== Task goal ==
Transcribe the passage on photography projects below word for word, from "I once asked" up to and including "store for kids.".

== Given text ==
☆ ☆ ☆ ☆ ☆
10 Great Photography Projects - Create Photos that Nobody likes


Create these photographs on purpose, not by accident. There is a standard easy route and it is enjoyable to create good expectable photos that everyone admires. But do they really speak to what drives you as an artist? Find a subject, theme, or whatever and develop images that speak to you and that others just don’t understand. When this happens, you are creating your own art and this art is not always to be consumed by the masses.

Difficulty: harder than you think. There is this voice, or is it many, that seem to constantly guide to the safe and predictable routes.  Find the rebel voice and create your art. This means breaking the rules about composition. If you want subject small and in the center because it speaks about the isolation then this is what works for you.

The image below, while it does have shape and it may make you wonder about form, is all about the texture of the veins on the dead leaf.
Wings

Some banana leaves had dried on my indoor tree. The leaf had great texture but with the house background, didn’t work well.

This is a close up of leaf against interior wall before conversion to B&W above. The little bit of colour on wall is from a rainbow prism in window.

These new types of photos are meant for you and you alone. Freeing you from any sense of confinement or limit imposed by those wonderful masses.

At this stage you are no longer bound by standard convention of what is acceptable but by what drives your passion and creativity. You will be surprised that after a period of time, a theme or good collection of photos will emerge that you could probably hang in a gallery.

Rust on Water Wheel

I once asked a local junkyard owner (purveyor of historical charm) if I could photograph objects around the yard.   So much metal, rust, wooden objects and basically odd parts that it was like a candy store for kids.

To make this effort into a project, produce 10 final photos that you enjoy for whatever reason or desire.  The objects you are photographing could, because of the texture, patterns, lines and shapes, have hidden meanings and as a set it might unveil something. Take the image below as an example, which is some grate work in that refurbishing yard.
☆ ☆ ☆ ☆ ☆
== Data excerpts ==

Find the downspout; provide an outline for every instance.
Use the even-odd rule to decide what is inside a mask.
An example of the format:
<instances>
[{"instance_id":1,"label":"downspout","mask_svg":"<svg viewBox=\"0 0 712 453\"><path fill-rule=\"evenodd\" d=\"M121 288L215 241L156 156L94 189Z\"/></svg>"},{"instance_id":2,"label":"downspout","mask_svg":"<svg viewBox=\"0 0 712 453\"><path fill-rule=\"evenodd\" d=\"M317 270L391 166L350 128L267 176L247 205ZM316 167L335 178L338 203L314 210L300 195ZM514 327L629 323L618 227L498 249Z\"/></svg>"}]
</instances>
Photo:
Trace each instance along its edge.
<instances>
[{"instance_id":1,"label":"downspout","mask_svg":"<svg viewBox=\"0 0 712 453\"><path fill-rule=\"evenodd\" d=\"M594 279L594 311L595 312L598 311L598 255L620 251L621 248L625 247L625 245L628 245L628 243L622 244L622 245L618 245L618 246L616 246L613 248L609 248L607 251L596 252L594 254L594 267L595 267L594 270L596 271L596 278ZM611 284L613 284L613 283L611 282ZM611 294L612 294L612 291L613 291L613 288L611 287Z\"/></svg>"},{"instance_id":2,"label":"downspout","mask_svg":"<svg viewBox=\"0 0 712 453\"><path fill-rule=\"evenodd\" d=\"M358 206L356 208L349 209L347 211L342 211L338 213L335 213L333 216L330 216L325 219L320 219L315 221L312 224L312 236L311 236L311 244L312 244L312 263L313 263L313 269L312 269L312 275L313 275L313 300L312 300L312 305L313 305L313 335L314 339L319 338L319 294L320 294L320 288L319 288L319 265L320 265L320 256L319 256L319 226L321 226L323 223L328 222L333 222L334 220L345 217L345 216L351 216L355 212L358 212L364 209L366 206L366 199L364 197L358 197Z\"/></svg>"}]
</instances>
☆ ☆ ☆ ☆ ☆
== Completed task ==
I once asked a local junkyard owner (purveyor of historical charm) if I could photograph objects around the yard.   So much metal, rust, wooden objects and basically odd parts that it was like a candy store for kids.